> [JOB]: Please count the lines in the entries below that contain the word "orange", and reply with that number alone.

> [DATA ROWS]:
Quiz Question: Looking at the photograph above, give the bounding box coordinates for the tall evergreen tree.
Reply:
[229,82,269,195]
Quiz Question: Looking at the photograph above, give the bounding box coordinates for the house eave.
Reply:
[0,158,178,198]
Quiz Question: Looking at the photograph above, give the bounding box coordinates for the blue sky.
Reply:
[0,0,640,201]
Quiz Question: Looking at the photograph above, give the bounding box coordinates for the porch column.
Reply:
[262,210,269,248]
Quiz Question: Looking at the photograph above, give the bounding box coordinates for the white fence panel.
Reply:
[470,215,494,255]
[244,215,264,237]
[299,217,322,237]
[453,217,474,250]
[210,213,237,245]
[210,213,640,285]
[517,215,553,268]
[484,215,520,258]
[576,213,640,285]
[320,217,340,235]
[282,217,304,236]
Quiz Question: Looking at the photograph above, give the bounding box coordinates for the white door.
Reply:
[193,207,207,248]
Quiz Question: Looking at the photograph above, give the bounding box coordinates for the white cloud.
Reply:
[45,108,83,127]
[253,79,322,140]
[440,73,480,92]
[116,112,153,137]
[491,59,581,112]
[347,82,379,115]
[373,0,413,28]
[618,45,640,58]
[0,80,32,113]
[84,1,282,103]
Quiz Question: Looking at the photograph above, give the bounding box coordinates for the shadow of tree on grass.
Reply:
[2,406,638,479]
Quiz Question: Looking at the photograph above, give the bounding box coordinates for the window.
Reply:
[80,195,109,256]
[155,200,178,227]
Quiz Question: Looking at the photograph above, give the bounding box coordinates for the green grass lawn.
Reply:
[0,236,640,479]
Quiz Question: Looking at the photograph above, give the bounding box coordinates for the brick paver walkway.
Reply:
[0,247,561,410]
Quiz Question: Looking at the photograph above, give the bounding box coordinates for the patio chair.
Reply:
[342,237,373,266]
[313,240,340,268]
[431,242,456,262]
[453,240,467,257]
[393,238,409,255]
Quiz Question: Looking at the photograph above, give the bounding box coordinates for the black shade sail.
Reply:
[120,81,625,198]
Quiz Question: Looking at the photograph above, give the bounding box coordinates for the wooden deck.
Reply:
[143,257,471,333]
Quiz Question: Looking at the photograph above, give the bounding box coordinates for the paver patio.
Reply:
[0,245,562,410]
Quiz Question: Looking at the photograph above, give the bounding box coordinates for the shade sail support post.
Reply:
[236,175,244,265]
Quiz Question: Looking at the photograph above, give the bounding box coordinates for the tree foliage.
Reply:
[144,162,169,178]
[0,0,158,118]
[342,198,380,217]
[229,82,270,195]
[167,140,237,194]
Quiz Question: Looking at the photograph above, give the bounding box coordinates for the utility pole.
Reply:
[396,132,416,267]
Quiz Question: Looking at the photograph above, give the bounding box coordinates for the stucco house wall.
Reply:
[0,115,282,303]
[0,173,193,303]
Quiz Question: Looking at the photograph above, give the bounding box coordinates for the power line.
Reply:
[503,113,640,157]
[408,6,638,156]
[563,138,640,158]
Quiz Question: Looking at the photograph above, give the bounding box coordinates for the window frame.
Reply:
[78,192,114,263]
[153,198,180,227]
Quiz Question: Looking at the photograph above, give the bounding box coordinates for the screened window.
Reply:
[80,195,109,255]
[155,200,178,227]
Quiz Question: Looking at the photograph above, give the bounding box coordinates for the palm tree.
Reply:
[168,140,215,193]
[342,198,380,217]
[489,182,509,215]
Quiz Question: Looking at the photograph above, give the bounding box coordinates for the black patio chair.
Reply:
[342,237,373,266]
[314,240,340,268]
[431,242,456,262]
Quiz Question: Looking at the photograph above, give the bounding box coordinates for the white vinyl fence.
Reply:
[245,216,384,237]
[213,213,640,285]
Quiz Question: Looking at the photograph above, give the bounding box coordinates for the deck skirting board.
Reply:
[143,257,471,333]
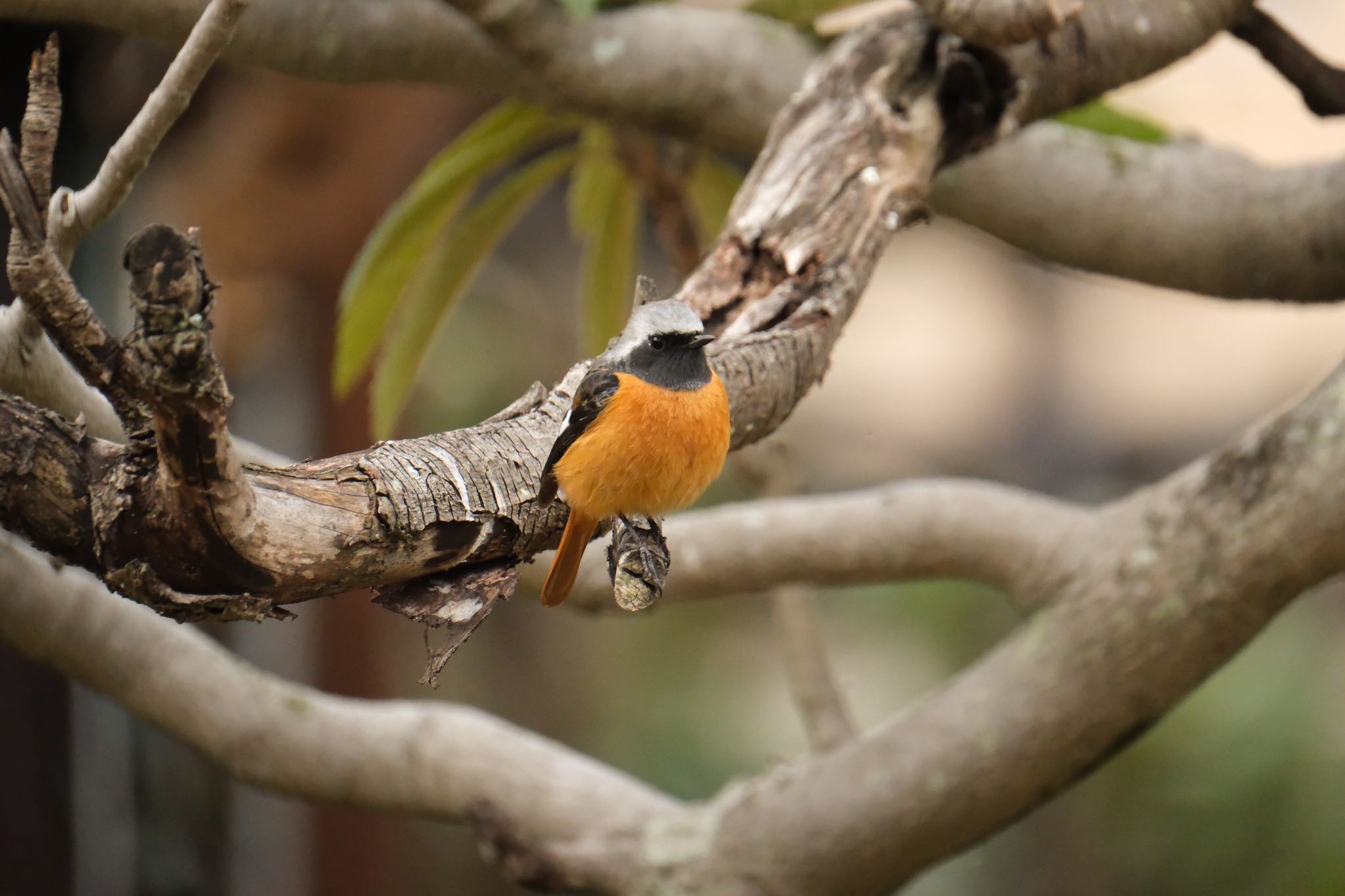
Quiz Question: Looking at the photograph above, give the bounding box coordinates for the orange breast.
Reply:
[556,373,729,520]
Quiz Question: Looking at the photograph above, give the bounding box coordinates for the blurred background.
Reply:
[8,0,1345,896]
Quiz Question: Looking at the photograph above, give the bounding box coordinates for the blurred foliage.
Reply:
[332,100,574,395]
[686,149,742,246]
[567,123,644,354]
[371,146,576,438]
[747,0,858,28]
[1056,99,1168,144]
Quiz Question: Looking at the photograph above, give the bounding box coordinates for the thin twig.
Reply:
[736,442,856,754]
[814,0,1083,47]
[616,131,702,277]
[771,584,856,752]
[1228,7,1345,117]
[19,35,60,208]
[47,0,252,261]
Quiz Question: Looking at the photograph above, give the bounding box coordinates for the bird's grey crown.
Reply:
[606,298,705,357]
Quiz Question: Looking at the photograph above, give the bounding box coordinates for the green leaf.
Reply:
[1056,99,1168,144]
[371,146,576,438]
[745,0,862,27]
[567,125,643,353]
[686,149,742,250]
[561,0,601,22]
[332,100,576,395]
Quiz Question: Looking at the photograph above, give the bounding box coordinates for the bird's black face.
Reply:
[646,333,714,352]
[619,333,714,389]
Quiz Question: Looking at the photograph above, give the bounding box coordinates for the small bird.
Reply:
[538,298,729,607]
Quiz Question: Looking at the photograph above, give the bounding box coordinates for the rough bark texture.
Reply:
[0,0,1345,896]
[0,0,1345,299]
[0,12,1011,618]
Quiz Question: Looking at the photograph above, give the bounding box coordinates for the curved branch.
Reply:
[540,480,1093,611]
[0,530,678,891]
[679,368,1345,896]
[1229,7,1345,117]
[0,0,815,152]
[0,0,1323,298]
[47,0,252,255]
[933,122,1345,302]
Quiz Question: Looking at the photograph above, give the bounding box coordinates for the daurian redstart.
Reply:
[538,298,729,607]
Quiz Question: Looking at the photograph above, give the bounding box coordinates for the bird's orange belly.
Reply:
[556,373,729,520]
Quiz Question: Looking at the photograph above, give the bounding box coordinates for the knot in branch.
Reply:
[122,224,229,406]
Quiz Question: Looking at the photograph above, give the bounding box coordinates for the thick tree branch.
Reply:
[0,354,1345,896]
[916,0,1083,46]
[0,0,1280,618]
[933,122,1345,302]
[1228,7,1345,116]
[676,368,1345,896]
[540,480,1092,611]
[0,0,1323,298]
[47,0,252,261]
[0,521,678,884]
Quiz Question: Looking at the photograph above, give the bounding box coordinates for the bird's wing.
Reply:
[537,364,620,507]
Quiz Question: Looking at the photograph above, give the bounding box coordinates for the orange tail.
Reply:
[542,508,597,607]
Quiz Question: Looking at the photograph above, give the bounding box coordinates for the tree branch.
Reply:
[771,584,856,752]
[0,131,144,430]
[916,0,1083,47]
[540,480,1092,611]
[933,122,1345,302]
[1228,7,1345,117]
[47,0,252,262]
[0,0,1323,298]
[0,521,678,883]
[675,357,1345,896]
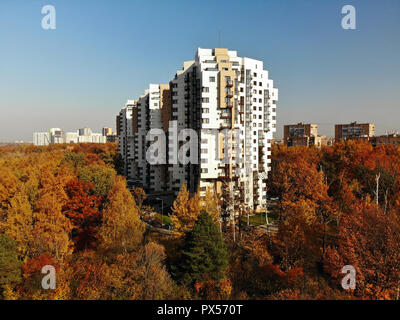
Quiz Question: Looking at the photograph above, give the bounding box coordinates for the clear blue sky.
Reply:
[0,0,400,141]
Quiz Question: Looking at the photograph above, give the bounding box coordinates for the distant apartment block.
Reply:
[117,48,278,209]
[335,122,375,142]
[283,122,328,147]
[33,128,107,146]
[372,133,400,147]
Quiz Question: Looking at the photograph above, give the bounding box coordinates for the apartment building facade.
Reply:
[335,122,375,142]
[117,48,278,209]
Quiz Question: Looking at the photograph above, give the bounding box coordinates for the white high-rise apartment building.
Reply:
[117,84,171,191]
[120,48,278,209]
[33,128,107,146]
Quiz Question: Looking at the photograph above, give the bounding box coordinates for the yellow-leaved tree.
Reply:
[2,188,34,261]
[32,170,73,263]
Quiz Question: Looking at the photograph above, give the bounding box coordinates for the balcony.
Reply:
[226,101,233,108]
[219,122,232,130]
[220,112,232,119]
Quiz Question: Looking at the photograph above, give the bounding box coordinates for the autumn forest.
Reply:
[0,141,400,300]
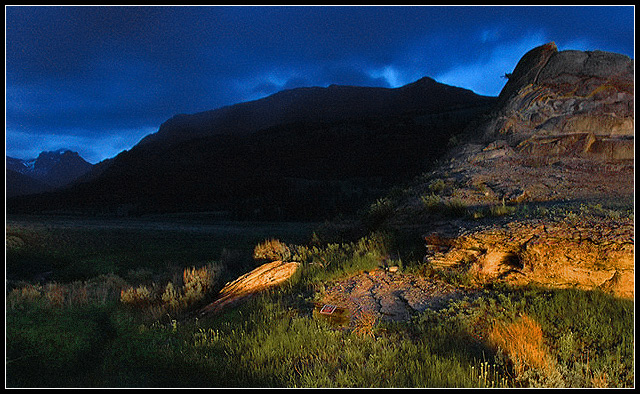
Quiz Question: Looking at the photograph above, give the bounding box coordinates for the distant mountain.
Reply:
[139,77,492,146]
[6,149,93,197]
[8,78,495,220]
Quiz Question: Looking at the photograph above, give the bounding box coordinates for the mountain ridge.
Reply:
[6,74,495,215]
[6,149,93,197]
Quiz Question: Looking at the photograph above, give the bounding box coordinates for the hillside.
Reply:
[8,78,495,220]
[373,43,634,298]
[6,43,635,388]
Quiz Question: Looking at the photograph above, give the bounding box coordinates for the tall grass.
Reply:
[6,219,634,387]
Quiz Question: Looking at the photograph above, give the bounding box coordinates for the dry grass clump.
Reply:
[253,239,291,261]
[120,264,219,317]
[489,315,558,379]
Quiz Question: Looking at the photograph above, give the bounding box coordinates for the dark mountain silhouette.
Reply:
[6,149,93,197]
[8,78,495,220]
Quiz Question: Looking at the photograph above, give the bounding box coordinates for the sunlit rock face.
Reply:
[484,43,634,161]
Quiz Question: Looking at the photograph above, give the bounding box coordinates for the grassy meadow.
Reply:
[5,214,635,387]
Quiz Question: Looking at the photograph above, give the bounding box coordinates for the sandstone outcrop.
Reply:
[426,218,634,299]
[484,43,634,161]
[408,43,635,298]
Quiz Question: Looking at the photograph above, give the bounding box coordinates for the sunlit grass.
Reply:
[6,219,634,387]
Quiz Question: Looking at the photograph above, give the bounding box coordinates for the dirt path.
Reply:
[323,269,463,321]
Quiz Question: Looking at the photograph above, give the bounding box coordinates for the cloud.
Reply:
[434,31,548,96]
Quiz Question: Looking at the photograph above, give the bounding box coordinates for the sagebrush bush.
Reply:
[120,286,152,306]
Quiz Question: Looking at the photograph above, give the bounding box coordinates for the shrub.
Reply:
[120,286,151,306]
[162,282,180,309]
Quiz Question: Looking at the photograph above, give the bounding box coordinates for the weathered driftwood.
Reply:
[200,261,300,316]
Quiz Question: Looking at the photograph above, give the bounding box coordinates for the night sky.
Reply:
[5,6,634,163]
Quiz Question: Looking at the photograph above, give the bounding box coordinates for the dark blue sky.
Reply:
[5,6,634,163]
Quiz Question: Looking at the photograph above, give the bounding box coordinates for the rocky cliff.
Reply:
[397,43,634,298]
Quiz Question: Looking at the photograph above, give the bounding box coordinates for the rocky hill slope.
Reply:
[389,43,634,298]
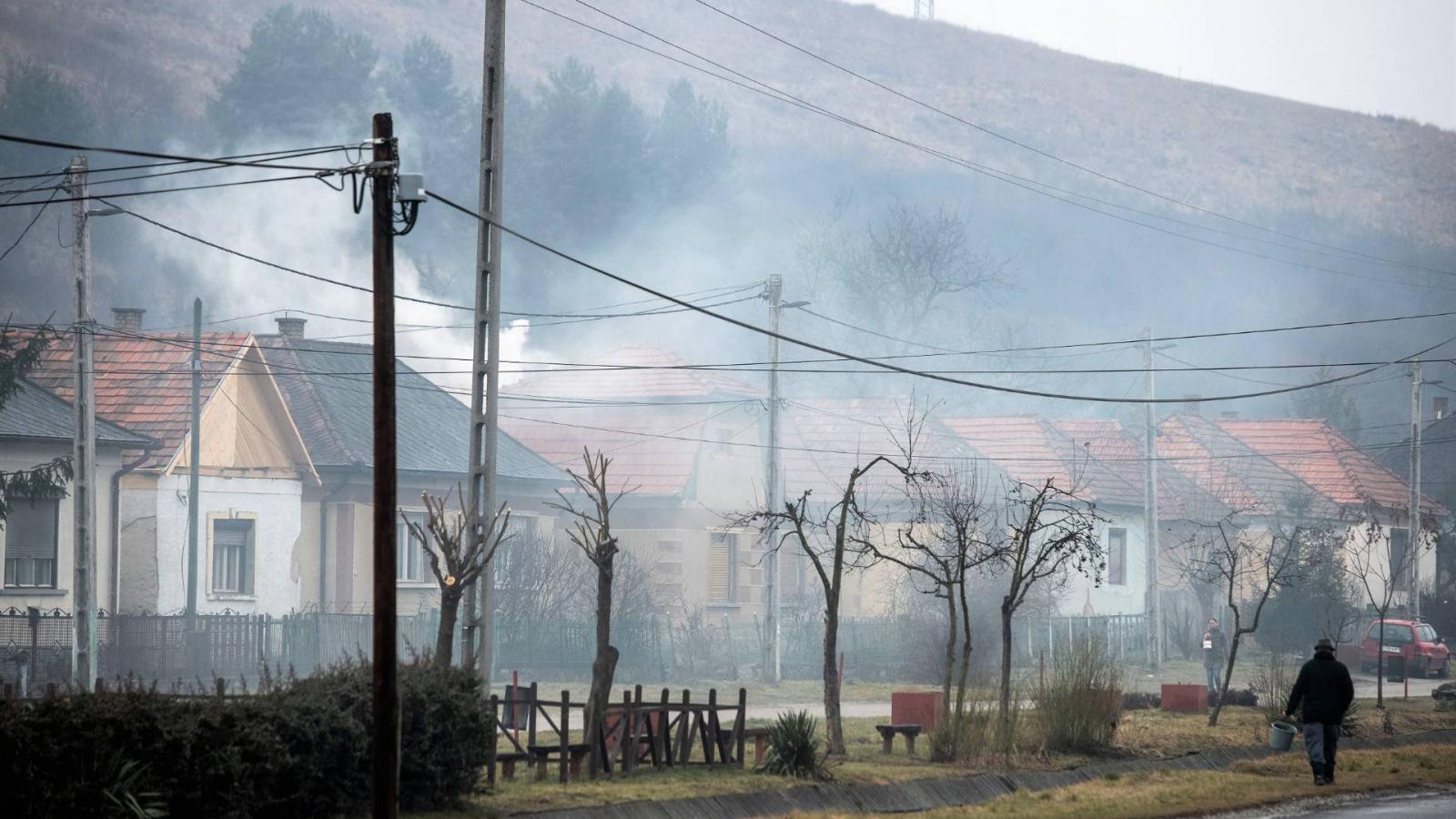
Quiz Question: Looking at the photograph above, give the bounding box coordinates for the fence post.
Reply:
[561,691,568,784]
[485,693,500,792]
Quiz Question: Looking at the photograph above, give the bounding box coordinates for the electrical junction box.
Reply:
[395,174,425,203]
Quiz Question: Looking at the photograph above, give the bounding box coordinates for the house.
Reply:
[257,317,566,612]
[0,379,153,612]
[29,308,318,613]
[500,346,769,621]
[1158,414,1447,606]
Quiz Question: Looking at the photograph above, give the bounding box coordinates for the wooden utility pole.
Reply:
[1143,328,1163,671]
[369,114,399,819]
[66,156,99,691]
[1405,361,1421,620]
[763,274,784,685]
[461,0,505,682]
[187,298,202,621]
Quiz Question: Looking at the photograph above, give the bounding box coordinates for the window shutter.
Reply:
[708,532,733,603]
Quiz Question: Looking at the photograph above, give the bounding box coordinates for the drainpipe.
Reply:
[111,444,156,615]
[318,478,349,613]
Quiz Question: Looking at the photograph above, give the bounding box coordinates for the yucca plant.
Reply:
[759,711,830,781]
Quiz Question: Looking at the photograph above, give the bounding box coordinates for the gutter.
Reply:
[111,441,158,615]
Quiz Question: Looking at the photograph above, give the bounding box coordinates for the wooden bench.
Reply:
[875,723,920,756]
[526,742,587,781]
[743,729,769,768]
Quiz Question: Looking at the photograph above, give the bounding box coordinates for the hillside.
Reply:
[0,0,1456,249]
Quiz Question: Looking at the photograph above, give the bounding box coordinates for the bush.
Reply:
[0,663,490,817]
[1036,642,1123,753]
[759,711,830,781]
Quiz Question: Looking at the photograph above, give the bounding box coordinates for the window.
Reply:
[5,497,61,587]
[395,511,428,583]
[1107,528,1127,586]
[708,532,738,603]
[1390,526,1415,592]
[213,518,253,594]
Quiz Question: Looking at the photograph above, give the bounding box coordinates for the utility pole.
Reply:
[187,298,202,621]
[66,156,100,691]
[369,114,399,819]
[461,0,505,682]
[1405,361,1421,620]
[763,274,784,685]
[1143,328,1163,672]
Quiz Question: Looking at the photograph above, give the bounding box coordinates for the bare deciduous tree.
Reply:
[399,487,511,666]
[1344,504,1418,708]
[990,478,1105,752]
[548,449,628,778]
[1189,514,1306,727]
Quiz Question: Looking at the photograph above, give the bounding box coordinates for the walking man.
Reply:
[1203,616,1228,691]
[1284,637,1356,785]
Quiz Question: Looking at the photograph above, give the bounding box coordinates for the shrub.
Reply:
[0,663,490,817]
[1036,640,1123,753]
[759,711,830,781]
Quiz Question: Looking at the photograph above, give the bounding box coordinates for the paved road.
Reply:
[1230,790,1456,819]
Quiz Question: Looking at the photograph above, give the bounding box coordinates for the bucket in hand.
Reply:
[1269,723,1299,751]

> [EXERCISE OUTPUT]: 3